• Dati del compito:
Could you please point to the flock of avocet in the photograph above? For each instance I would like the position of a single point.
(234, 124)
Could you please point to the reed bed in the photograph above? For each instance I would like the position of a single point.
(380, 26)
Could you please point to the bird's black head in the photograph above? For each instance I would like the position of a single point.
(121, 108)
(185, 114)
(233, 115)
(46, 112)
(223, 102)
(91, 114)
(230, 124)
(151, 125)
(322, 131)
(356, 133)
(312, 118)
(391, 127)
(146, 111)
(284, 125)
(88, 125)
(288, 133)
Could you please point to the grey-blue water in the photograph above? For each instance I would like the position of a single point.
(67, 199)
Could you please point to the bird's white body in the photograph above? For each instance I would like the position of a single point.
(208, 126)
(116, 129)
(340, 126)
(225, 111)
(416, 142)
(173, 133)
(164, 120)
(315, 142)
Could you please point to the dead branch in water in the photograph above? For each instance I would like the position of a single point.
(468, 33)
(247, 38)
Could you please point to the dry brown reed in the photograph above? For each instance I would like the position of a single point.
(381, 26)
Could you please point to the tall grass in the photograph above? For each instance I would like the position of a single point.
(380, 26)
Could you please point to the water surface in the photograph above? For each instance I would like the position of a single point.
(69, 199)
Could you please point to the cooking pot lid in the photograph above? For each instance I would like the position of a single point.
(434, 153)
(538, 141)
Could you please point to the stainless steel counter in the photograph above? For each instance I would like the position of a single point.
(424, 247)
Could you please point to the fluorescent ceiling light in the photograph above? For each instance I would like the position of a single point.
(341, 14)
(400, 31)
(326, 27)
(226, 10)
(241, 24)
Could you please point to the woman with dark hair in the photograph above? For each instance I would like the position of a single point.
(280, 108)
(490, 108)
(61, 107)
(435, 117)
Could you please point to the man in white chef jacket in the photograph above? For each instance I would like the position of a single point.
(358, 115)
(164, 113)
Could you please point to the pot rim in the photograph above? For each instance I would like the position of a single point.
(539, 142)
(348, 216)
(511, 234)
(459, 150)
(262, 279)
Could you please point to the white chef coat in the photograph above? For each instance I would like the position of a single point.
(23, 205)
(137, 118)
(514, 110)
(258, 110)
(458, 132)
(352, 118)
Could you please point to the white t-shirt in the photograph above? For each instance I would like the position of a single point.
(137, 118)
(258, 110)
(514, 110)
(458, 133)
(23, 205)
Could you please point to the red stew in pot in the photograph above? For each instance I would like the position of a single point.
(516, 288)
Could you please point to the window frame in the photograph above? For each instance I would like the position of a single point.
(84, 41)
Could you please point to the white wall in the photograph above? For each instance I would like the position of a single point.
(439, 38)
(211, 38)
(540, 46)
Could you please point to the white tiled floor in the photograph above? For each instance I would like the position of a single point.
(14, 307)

• Consegna: Riproduca fedelmente l'intero elenco qui sopra, riga per riga, senza apportare alcuna modifica.

• Risultato:
Could you please point to the flock of avocet in the photograph above? For each instance I would like the position of a single point.
(234, 124)
Could you please point to the reed bed in the photograph above? For each instance I would like the position of a single point.
(380, 26)
Could you please point to the bird's black head in the photograph above? For each instance I would like the position of a single point.
(121, 108)
(185, 114)
(233, 115)
(46, 112)
(223, 102)
(91, 114)
(230, 124)
(151, 125)
(322, 131)
(356, 133)
(312, 118)
(391, 127)
(146, 111)
(284, 125)
(88, 125)
(288, 133)
Could you please point to the grey-blue water in the photograph above? For each instance I would like the position of a single point.
(67, 199)
Could you please point to the bird's white body in the photograph above? For each instance I would like the position of a single point.
(208, 126)
(116, 129)
(340, 126)
(225, 111)
(416, 142)
(173, 133)
(164, 120)
(315, 142)
Could you please point to the dead branch in water in the photograph above? For each instance I would like the position of a single point.
(468, 33)
(247, 38)
Could you please point to the dry brown reed in the photograph above? For each instance I would like the position of a single point.
(381, 26)
Could you please point to the tall grass in the photograph above? For each instance I would like the position of a single point.
(380, 26)
Could you please point to the water surface in the photograph above? For each instance I would like the position of a single point.
(69, 199)
Could you please point to the cooking pot lid in the photograph above? For each instance I would like the position of a single point.
(434, 153)
(538, 141)
Could you please point to the stainless steel counter in the photograph above? For each instance I would like the position of a single point.
(424, 247)
Could you please point to the fluorescent ceiling light in the photograph above? For each instance I would like the position of a single point.
(341, 14)
(400, 31)
(326, 27)
(226, 10)
(241, 24)
Could you please point to the woman with dark hair in the photograph above? For each instance I would like the position of a single point.
(280, 108)
(490, 108)
(61, 107)
(435, 117)
Could you please point to the man in white chef jacket in the photograph above? For each instance I would like the position of a single point.
(358, 115)
(164, 113)
Could you please point to the pot rim in the photograph above? For each instance I would like the position of a single point.
(539, 142)
(348, 216)
(511, 234)
(459, 150)
(262, 279)
Could you please point to the white chef coat in the photograph above? For each instance I would like the position of a single point.
(23, 205)
(137, 118)
(514, 110)
(258, 110)
(458, 132)
(352, 118)
Could you please point to the white t-shirt in the photograph above? For each instance I would like the position of a single point.
(137, 118)
(258, 110)
(514, 110)
(458, 133)
(23, 205)
Could you please point to the red stew in pot in the photograph above? For each instance I would like the position of a single point.
(516, 288)
Could you please point to the window frame in the photograph above? For each instance I would like the position of a single point.
(84, 41)
Could you please point to the white wall in the photograph above? For each instance I would like the position of a single point.
(439, 38)
(211, 38)
(540, 46)
Could you please point to the white tiled floor in the photograph above? For each instance I would like the position of a single point.
(14, 307)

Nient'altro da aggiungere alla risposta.